Answer these about the forum post on reading an image as int4:
(a) What size is the image?
(b) What global work dimensions were assigned at first?
(c) What were the global work dimensions changed to after that?
>> start QUOTED TEXT
I am using int4 for read from the input Image and also to write to the output Image.
I have a 256*256 Image.
initially i assiged global work dimensions as 256,256 but its a bad idea as i used to get 16 Images of size 64*64 as its an int4 it reads 4 pixels for one work item and with 64 work items in X and Y direction it can read the entire Image.
Then i changed the global work item dimension by 64*256 ...as 64*4 is 256(in x direction the int4 reads 4 pixel/work item)...bad idea as it read the Image as 64*256.
I tried thinking if i make the global work item dimension loook like this 000100040008000120001600020...i tot work item will be executed when its a multiple of 4...definitely wrong.
Then reading inputImage as int4* and writing back as int* is not possible or?
...i want to read image as an int4 and output as an int4...is it possible?
>> end QUOTED TEXT
>> start RAW DATA
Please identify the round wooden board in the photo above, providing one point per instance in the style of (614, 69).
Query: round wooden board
>> end RAW DATA
> [REPLY TO THE TASK]
(a) 256*256
(b) 256,256
(c) 64*256